Records provided:
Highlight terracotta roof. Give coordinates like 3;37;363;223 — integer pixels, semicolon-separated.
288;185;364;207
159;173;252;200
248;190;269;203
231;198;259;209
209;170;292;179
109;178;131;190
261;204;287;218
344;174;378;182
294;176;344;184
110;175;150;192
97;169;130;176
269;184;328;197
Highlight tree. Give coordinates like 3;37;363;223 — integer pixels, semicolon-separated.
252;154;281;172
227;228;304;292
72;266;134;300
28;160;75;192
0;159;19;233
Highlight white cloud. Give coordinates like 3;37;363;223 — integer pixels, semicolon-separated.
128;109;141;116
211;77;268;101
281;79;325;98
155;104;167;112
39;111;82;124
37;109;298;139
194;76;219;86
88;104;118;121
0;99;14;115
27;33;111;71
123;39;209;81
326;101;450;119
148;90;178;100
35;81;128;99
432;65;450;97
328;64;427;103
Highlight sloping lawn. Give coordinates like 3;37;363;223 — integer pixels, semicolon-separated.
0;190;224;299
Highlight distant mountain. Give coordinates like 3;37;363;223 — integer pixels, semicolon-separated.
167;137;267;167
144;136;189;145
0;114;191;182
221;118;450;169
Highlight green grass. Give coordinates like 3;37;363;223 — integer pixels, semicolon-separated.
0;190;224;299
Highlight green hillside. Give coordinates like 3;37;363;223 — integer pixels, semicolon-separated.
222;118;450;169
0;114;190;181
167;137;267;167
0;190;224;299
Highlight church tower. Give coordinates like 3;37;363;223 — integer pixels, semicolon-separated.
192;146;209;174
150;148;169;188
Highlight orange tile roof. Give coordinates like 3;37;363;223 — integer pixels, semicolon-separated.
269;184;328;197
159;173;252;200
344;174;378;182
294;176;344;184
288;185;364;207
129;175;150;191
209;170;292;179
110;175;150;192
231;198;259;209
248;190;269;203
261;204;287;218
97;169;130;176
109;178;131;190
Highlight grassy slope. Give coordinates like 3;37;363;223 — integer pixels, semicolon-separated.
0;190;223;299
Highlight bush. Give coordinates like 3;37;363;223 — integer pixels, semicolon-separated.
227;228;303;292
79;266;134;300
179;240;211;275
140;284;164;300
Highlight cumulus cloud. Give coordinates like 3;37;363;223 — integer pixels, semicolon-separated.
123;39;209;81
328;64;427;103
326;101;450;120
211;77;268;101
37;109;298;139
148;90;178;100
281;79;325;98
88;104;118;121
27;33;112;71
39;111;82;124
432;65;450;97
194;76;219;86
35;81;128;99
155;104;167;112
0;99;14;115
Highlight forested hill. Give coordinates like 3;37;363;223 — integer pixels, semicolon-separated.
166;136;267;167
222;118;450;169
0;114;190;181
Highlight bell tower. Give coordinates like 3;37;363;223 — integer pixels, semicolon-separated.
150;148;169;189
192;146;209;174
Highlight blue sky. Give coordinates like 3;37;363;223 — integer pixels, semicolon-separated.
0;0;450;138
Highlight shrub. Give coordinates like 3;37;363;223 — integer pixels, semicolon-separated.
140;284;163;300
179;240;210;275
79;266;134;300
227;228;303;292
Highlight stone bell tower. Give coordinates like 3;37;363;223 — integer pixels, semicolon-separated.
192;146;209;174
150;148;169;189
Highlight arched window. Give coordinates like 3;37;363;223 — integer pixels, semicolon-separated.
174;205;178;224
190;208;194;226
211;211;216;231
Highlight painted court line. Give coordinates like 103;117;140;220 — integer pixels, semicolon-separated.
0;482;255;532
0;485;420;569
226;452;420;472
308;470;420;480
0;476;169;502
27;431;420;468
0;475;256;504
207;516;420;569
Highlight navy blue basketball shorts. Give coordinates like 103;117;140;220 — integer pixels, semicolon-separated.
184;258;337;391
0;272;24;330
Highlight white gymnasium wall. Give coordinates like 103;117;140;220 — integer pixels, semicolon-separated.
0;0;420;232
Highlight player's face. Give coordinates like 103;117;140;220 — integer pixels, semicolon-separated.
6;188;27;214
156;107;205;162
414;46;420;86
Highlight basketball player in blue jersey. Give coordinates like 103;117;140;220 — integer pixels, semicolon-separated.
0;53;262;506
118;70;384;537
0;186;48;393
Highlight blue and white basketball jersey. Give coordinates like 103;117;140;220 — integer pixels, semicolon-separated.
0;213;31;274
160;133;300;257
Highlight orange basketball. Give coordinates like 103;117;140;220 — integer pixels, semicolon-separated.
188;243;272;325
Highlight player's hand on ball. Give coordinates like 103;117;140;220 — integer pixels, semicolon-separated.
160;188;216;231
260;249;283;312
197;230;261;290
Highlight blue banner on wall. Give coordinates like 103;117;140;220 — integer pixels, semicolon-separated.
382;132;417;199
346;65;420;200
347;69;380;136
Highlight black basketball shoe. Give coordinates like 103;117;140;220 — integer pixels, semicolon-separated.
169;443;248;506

What you will do:
Every line from the one containing "Highlight blue and" through the end of the entries above must be echoed exactly, with both ends kept.

Written solution:
Highlight blue and white basketball jersey. Give coordinates like 103;117;140;220 — integer pixels, semicolon-separated.
0;213;31;274
160;133;300;257
Highlight orange basketball. Give coordinates like 103;117;140;220 — integer pixels, semicolon-separated.
188;243;272;325
Highlight player's hand on ball. Give coordinates like 103;117;140;220 — integer pixels, semicolon-separated.
160;188;216;231
260;249;283;312
197;230;261;290
Highlight blue banner on wall. Give coordinates like 103;117;140;220 — integer pixels, semicolon-separated.
382;132;417;199
346;65;420;200
347;69;380;136
Highlight black basketball shoe. Give coordinates like 103;117;140;220 — integer pixels, semicolon-separated.
169;443;248;506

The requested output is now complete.